The exercise. Return each line in the listing below that contains the string "left", copied in full.

Source data.
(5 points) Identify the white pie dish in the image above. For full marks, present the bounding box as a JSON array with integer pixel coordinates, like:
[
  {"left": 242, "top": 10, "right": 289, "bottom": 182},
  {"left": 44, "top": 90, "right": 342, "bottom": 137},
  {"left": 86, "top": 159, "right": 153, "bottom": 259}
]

Exercise solution.
  {"left": 242, "top": 10, "right": 289, "bottom": 182},
  {"left": 44, "top": 90, "right": 342, "bottom": 137},
  {"left": 86, "top": 159, "right": 153, "bottom": 259}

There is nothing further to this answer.